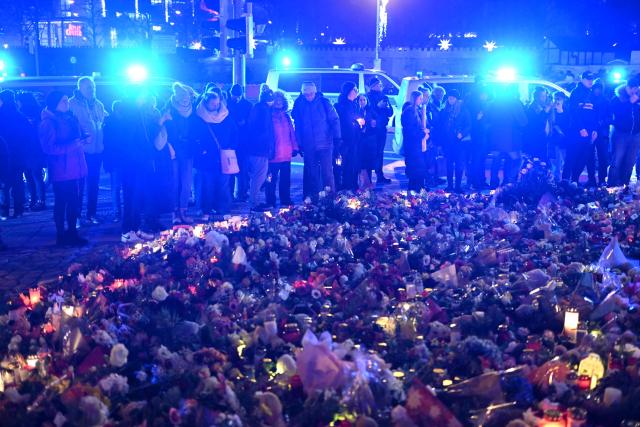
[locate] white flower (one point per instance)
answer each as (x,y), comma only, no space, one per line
(114,384)
(95,412)
(159,294)
(102,337)
(118,356)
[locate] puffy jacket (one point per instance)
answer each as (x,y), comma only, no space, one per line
(59,137)
(626,115)
(91,115)
(316,122)
(261,140)
(583,108)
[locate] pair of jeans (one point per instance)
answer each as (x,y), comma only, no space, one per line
(116,191)
(94,165)
(14,186)
(67,200)
(280,173)
(511,161)
(318,171)
(183,177)
(258,171)
(214,192)
(625,153)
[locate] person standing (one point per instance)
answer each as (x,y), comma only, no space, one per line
(560,122)
(584,124)
(239,110)
(35,161)
(600,162)
(62,142)
(414,143)
(538,127)
(506,119)
(383,110)
(345,171)
(213,131)
(90,113)
(286,147)
(455,128)
(180,110)
(145,136)
(366,144)
(317,127)
(114,149)
(625,110)
(14,129)
(260,147)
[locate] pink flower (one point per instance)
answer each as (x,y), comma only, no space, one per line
(318,367)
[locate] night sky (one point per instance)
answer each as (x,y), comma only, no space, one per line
(411,21)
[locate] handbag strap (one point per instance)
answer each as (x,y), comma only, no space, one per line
(213,135)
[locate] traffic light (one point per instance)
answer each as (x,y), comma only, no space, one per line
(244,42)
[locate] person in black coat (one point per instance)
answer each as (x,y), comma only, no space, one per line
(413,134)
(346,169)
(15,130)
(382,107)
(625,110)
(213,130)
(455,128)
(35,161)
(260,146)
(239,111)
(584,125)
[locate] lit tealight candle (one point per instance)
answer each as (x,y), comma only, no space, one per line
(571,321)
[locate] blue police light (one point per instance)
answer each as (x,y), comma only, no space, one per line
(506,74)
(617,76)
(137,73)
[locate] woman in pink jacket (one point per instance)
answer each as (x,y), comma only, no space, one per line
(62,143)
(286,148)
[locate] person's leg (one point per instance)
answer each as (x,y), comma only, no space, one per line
(285,184)
(59,207)
(602,151)
(631,153)
(72,207)
(270,188)
(94,166)
(259,168)
(325,158)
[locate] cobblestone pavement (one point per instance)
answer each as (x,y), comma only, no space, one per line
(32,256)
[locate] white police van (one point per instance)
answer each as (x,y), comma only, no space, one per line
(329,80)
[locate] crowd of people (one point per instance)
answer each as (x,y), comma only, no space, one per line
(571,133)
(215,147)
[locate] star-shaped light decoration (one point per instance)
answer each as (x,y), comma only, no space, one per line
(490,46)
(445,44)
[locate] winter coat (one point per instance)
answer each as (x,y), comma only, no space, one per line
(505,120)
(350,129)
(261,139)
(178,133)
(583,109)
(454,119)
(412,136)
(60,140)
(316,123)
(384,113)
(626,116)
(536,134)
(285,137)
(207,147)
(91,115)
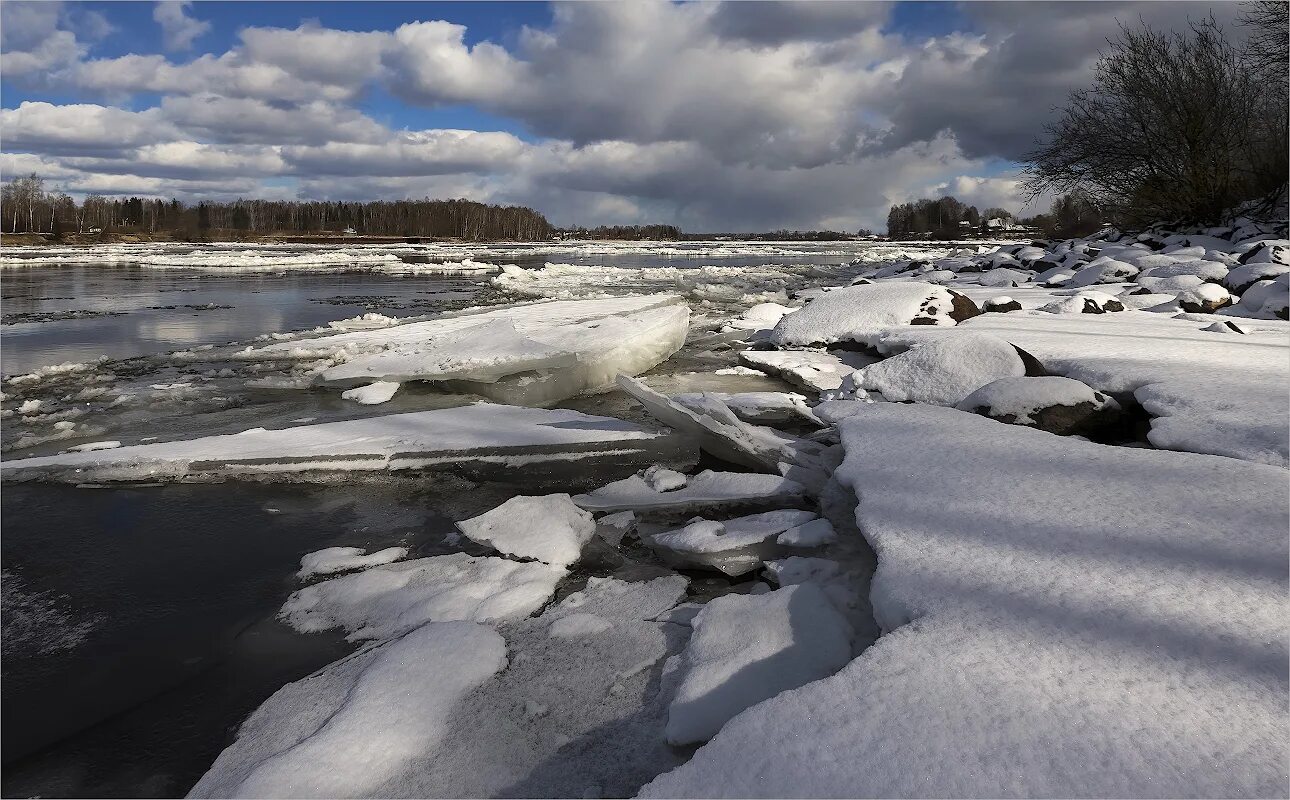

▶ [To do] Return every line of the records above without changing a character, and leave the pictures out.

▶ [Correct output]
[locate] white flower (one point per instance)
answer each as (x,y), comma only, no space, one per line
(114,384)
(95,412)
(159,294)
(102,337)
(118,356)
[locate] puffy jacket (one point per instance)
answer each as (x,y), comma only, no space, one per line
(59,137)
(626,115)
(91,115)
(316,122)
(261,140)
(583,108)
[locate] pair of jeans (one point per instance)
answer each as (x,y), comma only, no space, one per line
(116,191)
(94,165)
(14,186)
(67,200)
(280,173)
(511,161)
(318,171)
(183,177)
(258,171)
(214,192)
(625,153)
[locate] person standing (one point per instance)
answer each as (x,y), comma only, no space, one per line
(560,122)
(584,124)
(239,110)
(35,161)
(600,162)
(62,142)
(414,143)
(538,127)
(506,119)
(383,110)
(345,171)
(213,131)
(90,113)
(286,147)
(455,128)
(180,110)
(145,136)
(366,144)
(317,127)
(114,149)
(625,110)
(14,129)
(260,147)
[locate] pink flower (one point per instance)
answer each as (x,y), comma only, no space, one per line
(318,367)
[locate] night sky (one point per instance)
answer each as (x,y), comma only, no space, one per line
(411,21)
[locate] handbag strap (one point per instance)
answer each as (x,y), comma only, no space, one per line
(213,135)
[locate] traffic light (one point per instance)
answer each as (x,y), comma only, no space, one per line
(244,42)
[locate] person in black coat (one point per instance)
answer each as (x,y), comma only, no space, one per line
(413,134)
(346,169)
(15,130)
(382,107)
(625,110)
(213,130)
(455,128)
(35,161)
(260,146)
(239,111)
(584,125)
[locate] lit tealight candle (one point per instance)
answer each as (x,y), comma only, no space, one per line
(571,321)
[locate] blue police light (one point per instance)
answer each as (x,y), comma only, no space, one per line
(506,74)
(617,76)
(137,73)
[locate] woman in pink jacket (one point per instance)
answer each as (x,y), comma only, no space, one per line
(62,143)
(286,148)
[locate] person's leg (one point per instance)
answer each as (x,y), comma only, no space, one per line
(285,184)
(59,207)
(602,151)
(631,153)
(72,207)
(270,188)
(94,166)
(259,168)
(325,158)
[locate] cobblestone pavement (one point per instance)
answer each as (x,y), comma only, no space, one per line
(32,256)
[locate] white police van (one point per instance)
answer each as (x,y), comma only, no space, one per line
(329,80)
[locate] crowd of people (one point per instance)
answer each as (x,y), comma only, no space, one per line
(571,133)
(215,147)
[locate] star-shaped light decoration (one point per instance)
answer each as (x,y), comma only, no space, one per line
(490,46)
(445,44)
[locate] winter coat (one point per instance)
answer each as (x,y), comma only, no space, one per line
(505,120)
(350,129)
(261,139)
(178,133)
(583,109)
(454,119)
(412,136)
(60,140)
(316,123)
(384,113)
(626,116)
(536,134)
(285,137)
(207,147)
(91,115)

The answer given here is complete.